- **TEXT EXTRACT**:
+--

THE WEEK IN DESIGN 30


Appropriate treatment

When striving for consistency of brand and treatment, we should never ignore the emotive tone of the story.
Design can be an instant indicator to the happy/sad, serious/celebratory coefficient, so we should be mindful of the power we wield.

Take the two designs below.  Generically in the category of 'children', the treatment differs greatly because of the tone of the story.




Stolen Children is communicating statistics of child abduction.  Serious, sad, highly emotive and the gritty, slightly sinister nature of the treatment is wholly appropriate.  There is a sense of 
drama, without ever overstepping the mark and the family motif feels like an analogy for lost childhood.




Not that this isn't a serious story (the work/home life balance around maternity and paternity), but we are communicating details around a time of celebration and the child mural approach 
feels wholly appropriate.  It is warm and engaging, communicating a positive feeling from the start, but the detail is never lost.

From a design perspective, I'm a little perplexed by the decking at the bottom, but we can let that pass…


However, we need to be careful and prepared to be internally critical of ourselves.

+--

- **JOBS**:
1. According to the design article, what statistics does the Stolen Children design communicate?
2. Please continue the design article, starting after its final sentence about being internally critical of ourselves.
The data after this has no connection to the design article.

- **DATA EXTRACT**:

+--

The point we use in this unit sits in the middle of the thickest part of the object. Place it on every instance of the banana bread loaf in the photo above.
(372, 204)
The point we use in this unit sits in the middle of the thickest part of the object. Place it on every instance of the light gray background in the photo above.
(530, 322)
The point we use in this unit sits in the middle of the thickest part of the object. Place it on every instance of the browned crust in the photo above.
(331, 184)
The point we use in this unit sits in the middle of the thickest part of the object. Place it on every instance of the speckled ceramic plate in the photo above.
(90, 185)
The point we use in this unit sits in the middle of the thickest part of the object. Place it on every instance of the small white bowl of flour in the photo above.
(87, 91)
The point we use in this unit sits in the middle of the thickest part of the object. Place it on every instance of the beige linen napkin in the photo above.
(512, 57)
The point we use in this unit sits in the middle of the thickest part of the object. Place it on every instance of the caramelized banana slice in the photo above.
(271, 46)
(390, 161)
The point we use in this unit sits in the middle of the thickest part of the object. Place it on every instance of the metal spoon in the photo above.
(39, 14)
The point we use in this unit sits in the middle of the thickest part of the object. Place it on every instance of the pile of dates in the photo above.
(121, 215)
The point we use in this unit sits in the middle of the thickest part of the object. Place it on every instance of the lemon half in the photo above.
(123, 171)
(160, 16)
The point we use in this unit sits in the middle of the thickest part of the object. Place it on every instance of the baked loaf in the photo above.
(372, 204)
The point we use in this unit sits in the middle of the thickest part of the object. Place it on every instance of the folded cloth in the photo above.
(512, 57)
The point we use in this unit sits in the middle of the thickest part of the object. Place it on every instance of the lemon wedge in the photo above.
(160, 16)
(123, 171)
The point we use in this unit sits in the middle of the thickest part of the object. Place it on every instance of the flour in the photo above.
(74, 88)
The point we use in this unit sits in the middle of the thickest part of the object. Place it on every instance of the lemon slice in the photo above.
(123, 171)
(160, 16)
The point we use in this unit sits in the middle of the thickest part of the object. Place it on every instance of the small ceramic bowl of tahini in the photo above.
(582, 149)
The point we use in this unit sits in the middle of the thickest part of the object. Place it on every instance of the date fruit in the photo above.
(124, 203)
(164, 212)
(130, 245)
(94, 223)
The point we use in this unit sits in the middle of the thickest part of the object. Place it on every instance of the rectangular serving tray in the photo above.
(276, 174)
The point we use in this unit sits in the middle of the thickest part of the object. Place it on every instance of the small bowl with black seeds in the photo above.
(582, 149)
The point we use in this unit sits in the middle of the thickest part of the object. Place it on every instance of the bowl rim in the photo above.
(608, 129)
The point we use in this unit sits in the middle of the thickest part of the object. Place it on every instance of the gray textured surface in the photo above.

+--

- **THE REPLIES**:
1. Statistics of child abduction.

2.
For drink driving, I think we get away with it; just.

The design is communicative, clean, clear and crisp and the pure info graphic treatment always plays well with volume and scale.  
It is beautifully achieved and stylistically just where we'd like to be.

However, the serious nature of this subject is trivialised a somewhat by the animation.  It's a little quirky; slightly jocular even and we are in danger devaluing the message.  Easing this back and 
potentially muting the colours slightly would have made this excellent.

From both sides of the fence, we should be expressing the tone of the story and treatment idea at the point of commission and never take these things for granted.

CDE
C.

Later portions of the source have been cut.